--- Start of Excerpted data ---

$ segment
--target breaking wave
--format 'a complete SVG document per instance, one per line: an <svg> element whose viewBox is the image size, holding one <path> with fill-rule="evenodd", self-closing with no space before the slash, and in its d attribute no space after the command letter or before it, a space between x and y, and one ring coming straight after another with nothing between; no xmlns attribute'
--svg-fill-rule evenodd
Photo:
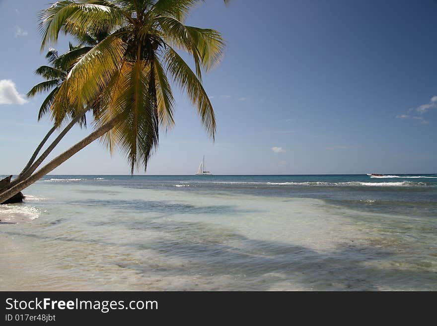
<svg viewBox="0 0 437 326"><path fill-rule="evenodd" d="M56 182L59 181L80 181L81 180L86 180L85 179L54 179L52 178L48 180L44 180L47 182Z"/></svg>
<svg viewBox="0 0 437 326"><path fill-rule="evenodd" d="M40 214L39 208L31 206L7 204L0 206L0 219L2 222L13 221L17 218L23 217L34 220L38 218Z"/></svg>
<svg viewBox="0 0 437 326"><path fill-rule="evenodd" d="M198 183L189 181L181 181L181 183ZM360 181L351 181L349 182L322 182L320 181L314 182L227 182L223 181L200 183L225 185L259 185L265 186L324 186L327 187L417 187L427 186L427 184L423 182L413 182L411 181L402 181L399 182L361 182ZM175 185L176 187L183 187L185 185Z"/></svg>

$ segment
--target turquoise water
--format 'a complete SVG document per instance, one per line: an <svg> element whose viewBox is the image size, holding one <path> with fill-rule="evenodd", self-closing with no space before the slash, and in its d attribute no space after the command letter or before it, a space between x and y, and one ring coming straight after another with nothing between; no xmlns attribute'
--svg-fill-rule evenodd
<svg viewBox="0 0 437 326"><path fill-rule="evenodd" d="M437 175L52 175L24 193L0 206L1 289L437 290Z"/></svg>

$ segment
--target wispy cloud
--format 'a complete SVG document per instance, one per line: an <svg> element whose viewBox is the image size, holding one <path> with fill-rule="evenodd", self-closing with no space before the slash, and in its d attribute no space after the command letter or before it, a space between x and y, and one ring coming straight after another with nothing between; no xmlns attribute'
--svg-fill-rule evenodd
<svg viewBox="0 0 437 326"><path fill-rule="evenodd" d="M422 115L433 109L437 109L437 96L433 96L430 102L427 103L422 104L417 108L412 108L408 110L408 114L399 114L396 116L396 118L404 120L407 119L418 120L421 124L426 125L428 122L423 118Z"/></svg>
<svg viewBox="0 0 437 326"><path fill-rule="evenodd" d="M25 31L18 25L15 25L15 37L25 36L27 35L27 31Z"/></svg>
<svg viewBox="0 0 437 326"><path fill-rule="evenodd" d="M0 80L0 104L24 104L28 101L17 91L10 79Z"/></svg>
<svg viewBox="0 0 437 326"><path fill-rule="evenodd" d="M280 133L281 134L290 134L290 133L294 133L296 131L294 130L277 130L273 131L275 133Z"/></svg>
<svg viewBox="0 0 437 326"><path fill-rule="evenodd" d="M425 120L423 118L423 117L420 116L411 116L409 114L400 114L396 116L396 119L402 119L404 120L407 119L418 120L420 122L420 123L423 125L427 125L428 124L428 122L427 120Z"/></svg>
<svg viewBox="0 0 437 326"><path fill-rule="evenodd" d="M426 103L426 104L422 104L420 106L416 108L416 111L422 114L429 111L431 109L435 109L436 108L437 108L437 96L433 96L429 103Z"/></svg>
<svg viewBox="0 0 437 326"><path fill-rule="evenodd" d="M326 147L326 149L348 149L351 147L349 146L345 146L344 145L336 145L330 147Z"/></svg>
<svg viewBox="0 0 437 326"><path fill-rule="evenodd" d="M272 150L273 150L275 153L285 153L285 150L282 147L274 146L272 147Z"/></svg>
<svg viewBox="0 0 437 326"><path fill-rule="evenodd" d="M411 116L408 114L400 114L396 116L396 119L409 119L411 118Z"/></svg>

--- End of Excerpted data ---

### Job
Return the whole listing, word for word, and leave out every picture.

### Complete answer
$ segment
--target breaking wave
--format 'a complete SVG document per instance, one per line: an <svg> element whose viewBox is the image size, holding one <path> with fill-rule="evenodd", self-closing with no space before the slash, and in its d attribute no space after the command letter or before it, a space between x and y, and one ring coming straight after another with nothing between; no xmlns attribute'
--svg-fill-rule evenodd
Photo:
<svg viewBox="0 0 437 326"><path fill-rule="evenodd" d="M56 182L59 181L80 181L81 180L86 180L85 179L54 179L52 178L48 180L44 180L47 182Z"/></svg>
<svg viewBox="0 0 437 326"><path fill-rule="evenodd" d="M40 214L39 208L31 206L7 204L0 206L0 219L2 222L13 221L17 218L23 217L34 220L38 218Z"/></svg>
<svg viewBox="0 0 437 326"><path fill-rule="evenodd" d="M198 183L189 181L181 181L181 183ZM360 181L351 181L349 182L322 182L320 181L314 182L227 182L223 181L200 183L225 185L259 185L265 186L324 186L327 187L417 187L427 186L427 184L423 182L413 182L411 181L402 181L399 182L361 182ZM175 185L176 187L183 187L185 185Z"/></svg>

$ segment
--target turquoise water
--format 'a complete SVG document per instance, one per line: an <svg> element whose viewBox is the image size, holding one <path> with fill-rule="evenodd", self-closing with no space before the slash, and in its d attribute no space after the command letter or before it, a space between x and y, and one ring coming straight after another with nothing between; no xmlns attribute'
--svg-fill-rule evenodd
<svg viewBox="0 0 437 326"><path fill-rule="evenodd" d="M437 175L52 175L24 193L0 206L1 289L437 290Z"/></svg>

$ segment
--target wispy cloud
--format 'a complete SVG document per instance, one per line: an <svg> element whose viewBox is the image size, holding one <path> with fill-rule="evenodd", self-closing with no space before the slash, and in its d attribute no space after the command letter or before it, a space between x and y, and one ring coming straight after another with nothing between; no xmlns attribute'
--svg-fill-rule evenodd
<svg viewBox="0 0 437 326"><path fill-rule="evenodd" d="M422 115L433 109L437 109L437 96L433 96L430 102L427 103L422 104L417 108L412 108L408 110L408 114L399 114L396 116L396 118L404 120L407 119L418 120L421 124L426 125L428 122L423 118Z"/></svg>
<svg viewBox="0 0 437 326"><path fill-rule="evenodd" d="M25 31L18 25L15 25L15 37L25 36L27 35L27 31Z"/></svg>
<svg viewBox="0 0 437 326"><path fill-rule="evenodd" d="M0 80L0 104L24 104L28 101L17 91L10 79Z"/></svg>
<svg viewBox="0 0 437 326"><path fill-rule="evenodd" d="M280 133L281 134L290 134L290 133L294 133L296 131L294 130L277 130L273 131L275 133Z"/></svg>
<svg viewBox="0 0 437 326"><path fill-rule="evenodd" d="M425 120L423 118L423 117L420 116L411 116L409 114L400 114L396 116L396 119L402 119L404 120L407 119L418 120L420 122L420 123L423 125L427 125L428 124L428 122L427 120Z"/></svg>
<svg viewBox="0 0 437 326"><path fill-rule="evenodd" d="M426 103L426 104L422 104L420 106L416 108L416 111L422 114L429 111L431 109L435 109L436 108L437 108L437 96L433 96L429 103Z"/></svg>
<svg viewBox="0 0 437 326"><path fill-rule="evenodd" d="M326 147L326 149L348 149L351 147L349 146L345 146L344 145L336 145L330 147Z"/></svg>
<svg viewBox="0 0 437 326"><path fill-rule="evenodd" d="M272 150L273 150L275 153L285 153L285 150L282 147L274 146L272 147Z"/></svg>
<svg viewBox="0 0 437 326"><path fill-rule="evenodd" d="M411 116L408 114L400 114L396 116L396 119L409 119L411 118Z"/></svg>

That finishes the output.